- [Activity list]:
1 - Answer these questions using the report on the meeting about ending open burning at the explosives facility:
(a) How long did the meeting last?
(b) Where will HAAP post notifications about research and development testing?
(c) After which year does the 2018 Army memo prohibit open burning?
2 - Write a few sentences that continue the report on the meeting about ending open burning at the explosives facility, beginning after its final sentence.

- [Text for analysis]:
==============================
The meeting was to share information about what BAE and the U.S. Army are doing to end open burning at the facility, which produces explosives.
One of the questions that came up during the hour-long meeting was what emissions were released into the air following the explosion.
"I'm not going to comment on what was in that smoke," said Col. Luis Ortiz, commander, Pine Bluff Arsenal.
No one was seriously injured in the incident, although there is a concern about the energy waves that happen following an explosion.
"The wave is the danger. You will get fragments out of any explosion but it's the detonation velocity and the wave that we're worried about for our workforce, but also the community," said Joe Kennedy, HAAP commander's representative.
The presenters at the meeting also acknowledged the public's concern associated with the ongoing "noise" from research and development testing at HAAP. As a result, HAAP will be posting notifications on its Facebook page.
"If you have a noise inquiry, please call (423) 578-6285," the presentation said.
An internal 2018 U.S. Army memo from an assistant secretary prohibits open burning after 2024.
==============================
- [Extracted records]:

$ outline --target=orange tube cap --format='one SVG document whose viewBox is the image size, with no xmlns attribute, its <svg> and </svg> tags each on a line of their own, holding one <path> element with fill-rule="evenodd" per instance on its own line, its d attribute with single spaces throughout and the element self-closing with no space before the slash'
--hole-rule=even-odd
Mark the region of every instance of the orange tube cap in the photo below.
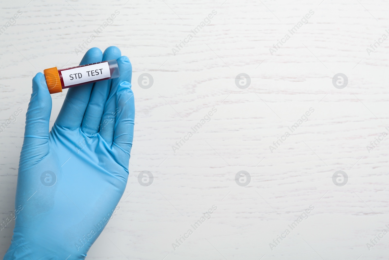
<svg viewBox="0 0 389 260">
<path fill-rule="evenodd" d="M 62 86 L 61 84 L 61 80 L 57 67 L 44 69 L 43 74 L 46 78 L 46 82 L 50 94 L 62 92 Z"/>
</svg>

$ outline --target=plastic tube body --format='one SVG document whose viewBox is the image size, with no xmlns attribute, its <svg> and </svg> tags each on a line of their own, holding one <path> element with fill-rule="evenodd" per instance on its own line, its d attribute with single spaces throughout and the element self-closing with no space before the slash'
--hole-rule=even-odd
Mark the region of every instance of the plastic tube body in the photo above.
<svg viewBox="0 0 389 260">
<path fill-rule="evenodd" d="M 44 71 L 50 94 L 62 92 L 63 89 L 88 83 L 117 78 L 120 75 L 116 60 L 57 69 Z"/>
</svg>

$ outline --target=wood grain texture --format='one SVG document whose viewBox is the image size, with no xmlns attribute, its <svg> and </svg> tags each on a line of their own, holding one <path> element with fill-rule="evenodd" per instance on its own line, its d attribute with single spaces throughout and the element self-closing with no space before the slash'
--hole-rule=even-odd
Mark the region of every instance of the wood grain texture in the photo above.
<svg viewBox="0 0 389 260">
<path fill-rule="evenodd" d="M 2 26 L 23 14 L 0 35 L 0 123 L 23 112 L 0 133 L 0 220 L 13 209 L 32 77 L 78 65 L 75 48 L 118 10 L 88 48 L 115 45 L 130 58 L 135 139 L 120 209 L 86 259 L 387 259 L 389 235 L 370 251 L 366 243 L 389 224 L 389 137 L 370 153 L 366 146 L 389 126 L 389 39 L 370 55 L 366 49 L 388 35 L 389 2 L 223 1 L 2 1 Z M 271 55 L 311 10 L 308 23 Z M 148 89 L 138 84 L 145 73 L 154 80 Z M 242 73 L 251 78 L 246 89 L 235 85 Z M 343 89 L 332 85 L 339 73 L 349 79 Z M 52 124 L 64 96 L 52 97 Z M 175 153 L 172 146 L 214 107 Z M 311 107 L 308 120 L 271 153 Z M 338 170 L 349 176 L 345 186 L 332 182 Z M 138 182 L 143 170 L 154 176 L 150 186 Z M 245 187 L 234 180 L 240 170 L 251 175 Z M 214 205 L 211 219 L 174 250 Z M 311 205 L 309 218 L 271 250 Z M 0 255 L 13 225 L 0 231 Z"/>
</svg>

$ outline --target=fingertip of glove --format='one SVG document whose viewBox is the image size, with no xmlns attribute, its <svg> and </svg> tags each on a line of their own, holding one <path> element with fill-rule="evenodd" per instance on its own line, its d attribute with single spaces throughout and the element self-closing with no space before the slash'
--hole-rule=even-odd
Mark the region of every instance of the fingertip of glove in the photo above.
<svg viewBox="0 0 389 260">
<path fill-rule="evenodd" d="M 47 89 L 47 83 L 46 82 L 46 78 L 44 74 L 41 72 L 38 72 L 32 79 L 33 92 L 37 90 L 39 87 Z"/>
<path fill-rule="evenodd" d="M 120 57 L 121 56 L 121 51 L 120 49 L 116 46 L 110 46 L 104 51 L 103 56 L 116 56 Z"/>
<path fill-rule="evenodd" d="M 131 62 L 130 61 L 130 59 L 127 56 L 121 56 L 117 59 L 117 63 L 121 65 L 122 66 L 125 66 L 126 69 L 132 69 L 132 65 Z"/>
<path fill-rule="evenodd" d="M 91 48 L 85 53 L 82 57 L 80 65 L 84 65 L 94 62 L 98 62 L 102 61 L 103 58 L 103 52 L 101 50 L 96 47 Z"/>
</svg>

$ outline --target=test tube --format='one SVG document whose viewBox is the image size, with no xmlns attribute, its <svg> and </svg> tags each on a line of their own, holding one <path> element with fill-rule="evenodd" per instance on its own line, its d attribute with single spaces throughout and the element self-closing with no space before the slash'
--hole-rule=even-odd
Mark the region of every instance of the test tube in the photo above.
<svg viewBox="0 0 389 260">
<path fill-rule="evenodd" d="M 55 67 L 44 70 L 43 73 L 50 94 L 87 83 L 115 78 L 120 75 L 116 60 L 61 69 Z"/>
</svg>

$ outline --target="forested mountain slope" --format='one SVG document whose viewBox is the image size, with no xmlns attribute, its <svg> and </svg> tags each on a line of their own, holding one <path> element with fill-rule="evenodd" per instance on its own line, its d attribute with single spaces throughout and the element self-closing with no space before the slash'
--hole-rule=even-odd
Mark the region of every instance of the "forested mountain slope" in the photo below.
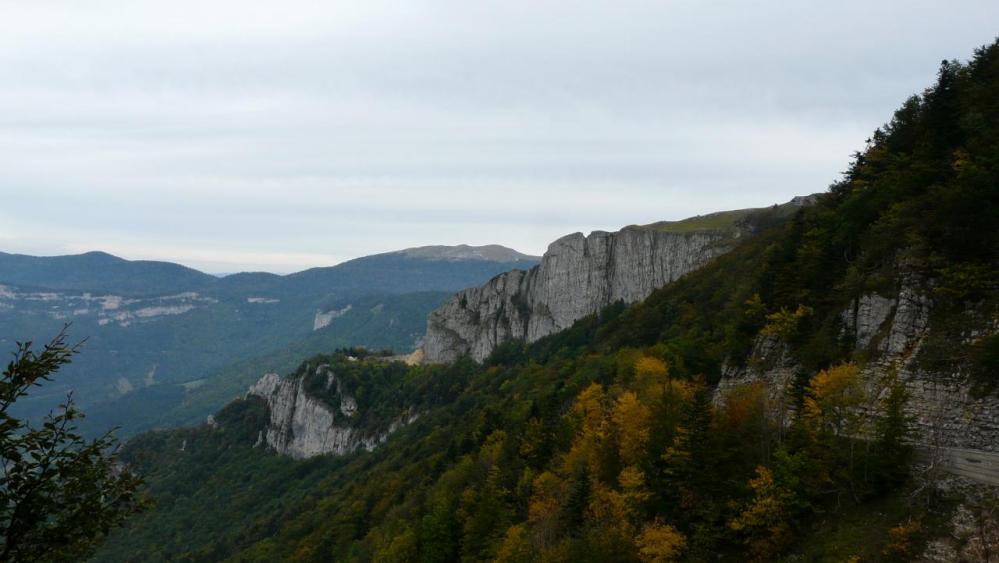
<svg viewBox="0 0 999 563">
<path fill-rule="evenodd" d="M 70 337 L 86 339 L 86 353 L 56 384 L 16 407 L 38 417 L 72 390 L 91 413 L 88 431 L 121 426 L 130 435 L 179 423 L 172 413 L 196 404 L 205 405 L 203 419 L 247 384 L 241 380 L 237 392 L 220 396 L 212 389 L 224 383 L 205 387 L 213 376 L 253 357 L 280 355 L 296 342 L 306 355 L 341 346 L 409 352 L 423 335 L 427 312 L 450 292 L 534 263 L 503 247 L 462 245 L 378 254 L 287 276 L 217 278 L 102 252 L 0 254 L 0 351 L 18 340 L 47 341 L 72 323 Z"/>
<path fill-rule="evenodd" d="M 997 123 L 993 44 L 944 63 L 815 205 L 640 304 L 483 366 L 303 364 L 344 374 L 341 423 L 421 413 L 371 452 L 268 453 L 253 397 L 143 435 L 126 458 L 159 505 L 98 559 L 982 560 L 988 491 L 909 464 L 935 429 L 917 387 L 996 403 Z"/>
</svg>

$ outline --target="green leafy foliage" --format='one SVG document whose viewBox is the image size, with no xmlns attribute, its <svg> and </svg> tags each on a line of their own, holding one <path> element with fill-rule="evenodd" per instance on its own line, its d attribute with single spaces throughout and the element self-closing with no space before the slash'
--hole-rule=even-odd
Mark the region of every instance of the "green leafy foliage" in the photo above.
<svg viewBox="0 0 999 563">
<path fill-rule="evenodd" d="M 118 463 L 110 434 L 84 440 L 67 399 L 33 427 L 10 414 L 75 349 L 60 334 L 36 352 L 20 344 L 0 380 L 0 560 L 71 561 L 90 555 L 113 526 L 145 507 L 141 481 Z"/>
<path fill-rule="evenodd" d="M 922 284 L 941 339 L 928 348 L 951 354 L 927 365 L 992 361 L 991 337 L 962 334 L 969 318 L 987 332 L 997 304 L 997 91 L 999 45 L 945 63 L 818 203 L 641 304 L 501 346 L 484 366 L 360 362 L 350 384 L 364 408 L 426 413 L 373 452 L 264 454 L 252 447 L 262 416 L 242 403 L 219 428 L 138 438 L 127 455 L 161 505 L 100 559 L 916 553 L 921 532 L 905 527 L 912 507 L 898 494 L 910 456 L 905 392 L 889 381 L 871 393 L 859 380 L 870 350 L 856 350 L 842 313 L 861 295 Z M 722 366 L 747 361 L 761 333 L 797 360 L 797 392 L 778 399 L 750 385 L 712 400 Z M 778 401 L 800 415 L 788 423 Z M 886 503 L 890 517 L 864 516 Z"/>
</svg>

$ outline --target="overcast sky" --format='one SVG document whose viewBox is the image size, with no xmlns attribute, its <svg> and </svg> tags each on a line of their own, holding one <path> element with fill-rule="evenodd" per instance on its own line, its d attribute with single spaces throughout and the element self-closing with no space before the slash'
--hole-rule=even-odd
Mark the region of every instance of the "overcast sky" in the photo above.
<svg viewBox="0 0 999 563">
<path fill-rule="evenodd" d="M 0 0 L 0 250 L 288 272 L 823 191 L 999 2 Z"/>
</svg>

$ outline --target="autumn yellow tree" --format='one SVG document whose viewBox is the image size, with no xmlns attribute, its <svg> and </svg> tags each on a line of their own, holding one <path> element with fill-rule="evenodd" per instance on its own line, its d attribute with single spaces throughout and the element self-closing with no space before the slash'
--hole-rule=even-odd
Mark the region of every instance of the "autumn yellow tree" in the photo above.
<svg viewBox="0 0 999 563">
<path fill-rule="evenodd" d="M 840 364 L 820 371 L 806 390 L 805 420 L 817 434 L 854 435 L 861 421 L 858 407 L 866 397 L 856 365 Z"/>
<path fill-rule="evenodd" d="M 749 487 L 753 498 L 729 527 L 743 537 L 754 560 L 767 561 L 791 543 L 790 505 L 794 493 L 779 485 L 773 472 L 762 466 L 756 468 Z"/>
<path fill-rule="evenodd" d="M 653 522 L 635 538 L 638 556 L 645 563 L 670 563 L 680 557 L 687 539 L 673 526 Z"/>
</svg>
==============================
- [Outputs in order]:
1 -
(a) One hour.
(b) On its Facebook page.
(c) 2024.

2 -
BAE Systems, HAAP's operating contractor, and the U.S. Army are still planning on using so-called "car bottom/flashing furnace” and a moving bed reactor to deal with burning explosive contaminated waste.
BAE Systems' and the U.S. Army's timeline to develop the technology are awarding a contract in January/February 2020; having a design by December 2021; and moving into construction once environmental and site requirements are met.
But the two entities have not said how much the project will cost and warned it could slow down if Congress does not pass a budget and does continue to pass continuing resolutions.
"This is a long marathon. It is not a sprint," said Ortiz, who was not certain whether the incineration process would be operational in 2024.
HAAP is a government-owned, contractor-operated munitions installation that manufactures a wide range of explosives.